Page text:
++++++

# Tiny chews for tiny puppies



## cowpony (Dec 30, 2009)

Would something like a small bully stick or a beef tendon work?


----------



## Basil_the_Spoo (Sep 1, 2020)

I'd just get the kitchen scissors out for now and cut up whatever you have around.

One challenge is not knowing the UK market.

When Basil was a puppy, we tried a wide variety of training treats in the US and found a variety where they were baked and crunchy, and the size of a melting bead and had no glycerin. It reminded me of fish food at a public pond where you out in $0.25 (£0.15) and get a handful of fish food to throw in the pond. I can't remember what they're called though.

It might be a good trip to the independent dog store.. just hand carry little Freddy.


----------



## fjm (Jun 4, 2010)

Treats are easy - I just soft bake the chicken ones I make and freeze them instead of drying them out, with chicken breast for higher value. Today we started working on recall up and down the hall, all three dogs playing at once. Beef or lamb tendons might work - I must have a look. Most of the big box places are stuffed full of treats that are in turn full of ingredients of dubious origin and even more dubious nutritional value - we don't have an independent within easy reach, unfortunately.

I think for now I will simply smear some chicken on the Kong teething stick, that should do the trick and not make the other dogs too envious! Still time to plan before he really starts teething, and his baby teeth are so tiny I am fearful of breaking them if I give him anything too hard.


----------



## twyla (Apr 28, 2010)

I used a puppy teething ring, mind you my puppies were a bit older


----------



## cowpony (Dec 30, 2009)

I didn't try it myself, but one of my coworkers used to twist and freeze moist washcloths for her dog to teeth on. Maybe a smaller dog could chew on something less bulky, like a frozen handkerchief.


----------



## fjm (Jun 4, 2010)

Good thinking, both. I am pretty sure I had a teething ring toy, but suspect it may have been given away. But I really must explore the recesses of the toy box - the puppy kong was still in there, along with the dino Cuz, and he is enjoying both of those.


----------



## PeggyTheParti (Sep 5, 2019)

Peggy wasn’t too enamored with the traditional Kong shape, but the Kong tire (made from their softer puppy rubber) was a big hit. Looks like they come in a small size, but maybe still not small enough for wee Freddy?

++++++

Excerpt from a dataset:
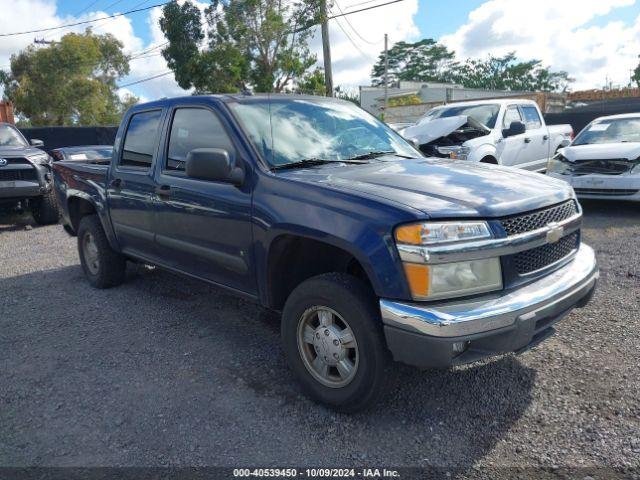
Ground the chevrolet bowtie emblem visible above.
[547,222,564,243]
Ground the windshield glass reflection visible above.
[230,98,421,166]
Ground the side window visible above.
[521,105,542,129]
[164,108,234,171]
[502,106,524,128]
[120,110,162,170]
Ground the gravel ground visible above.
[0,202,640,472]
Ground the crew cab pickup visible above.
[54,95,598,411]
[401,98,573,171]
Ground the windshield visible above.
[230,98,421,167]
[573,117,640,145]
[424,104,500,128]
[68,147,113,160]
[0,125,29,147]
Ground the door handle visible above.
[155,185,171,197]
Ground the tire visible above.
[78,215,127,288]
[31,191,60,225]
[281,273,391,412]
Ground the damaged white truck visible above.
[399,98,573,171]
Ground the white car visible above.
[400,98,573,171]
[547,113,640,200]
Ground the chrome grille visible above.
[500,200,578,236]
[513,232,578,275]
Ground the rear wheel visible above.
[78,215,127,288]
[282,273,390,412]
[31,191,60,225]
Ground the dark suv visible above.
[0,123,59,225]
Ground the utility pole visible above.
[320,0,333,97]
[384,33,389,115]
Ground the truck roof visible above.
[434,97,536,108]
[132,93,346,110]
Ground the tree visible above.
[451,52,573,92]
[371,38,456,86]
[160,0,319,93]
[0,29,137,126]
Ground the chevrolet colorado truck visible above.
[54,95,598,411]
[400,98,573,171]
[0,123,60,225]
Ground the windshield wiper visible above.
[271,158,367,170]
[349,150,413,160]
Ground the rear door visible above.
[107,108,164,260]
[156,103,256,295]
[520,104,549,170]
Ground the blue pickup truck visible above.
[54,95,598,411]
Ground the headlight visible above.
[438,146,471,160]
[396,222,491,245]
[404,258,502,300]
[395,222,502,300]
[547,153,569,175]
[27,153,51,165]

++++++

Requirements:
A - In the thread on chews for tiny puppies, what did cowpony's coworker twist and freeze for her dog to teethe on?
B - Reproduce the passage of the puppy chews thread starting with "## Basil_the_Spoo (Sep" and going on through "the UK market.", substituting "garden shears" for "kitchen scissors".
C - Proceed with the forum thread on chews for tiny puppies, writing what comes after its final post.

Exercise results:
A - Moist washcloths.

B -
## Basil_the_Spoo (Sep 1, 2020)

I'd just get the garden shears out for now and cut up whatever you have around.

One challenge is not knowing the UK market.

C -
https://www.kongcompany.com/puppy-tires


----------



## fjm (Jun 4, 2010)

3.18cm high - I think that might be too much just now, but could work when he is a little bigger. Thanks, I will bear it in mind.


----------



## PeggyTheParti (Sep 5, 2019)

Melting at the thought of that teensy tiny mouth!


----------



## fjm (Jun 4, 2010)

Poor puppy was having a lovely game all by himself in his bed in the pen and bumped against the side of the pen, frightening himself. He's now sleeping next to Sophy's bed, relying on her to keep him safe from things that make jangly noises! I hope he forgets about it soon - a puppy who takes a toy to bed and plays with it till he falls asleep, playing perfectly happily all on his own, is a new thing to me and utterly charming!


----------



## Mfmst (Jun 18, 2014)

Buck loves lamb ears, and you could cut them in quarters for Freddy. There are lots of brands available in the U.S. I stay away from rod shaped chews because he once almost got one stuck in his throat. Very proud of Sophy for tolerating him nearby when he was frightened.


----------



## fjm (Jun 4, 2010)

Thanks - I can source safe lamb ears, and cutting them up is a good idea. We have a few weeks before the teething chewing sets in, but I want to be well prepared. Freddy has had a trip outside which was far too interesting for him to think about anything but leaves, and rain drops splashing in puddles, and the smell of wet earth; a vigorous interactive game with toys when he (possibly accidentally) began to learn to retrieve; a large puddle on the puppy pad; and then got a bit OTT and is now napping in his pen.


----------



## curlflooffan (Mar 27, 2020)

I think we can make Freddy a honorary poodle


----------



## Liz (Oct 2, 2010)

Not to derail the thread, but what does Poppy think of Freddy?


----------



## fjm (Jun 4, 2010)

Liz said:


> Not to derail the thread, but what does Poppy think of Freddy?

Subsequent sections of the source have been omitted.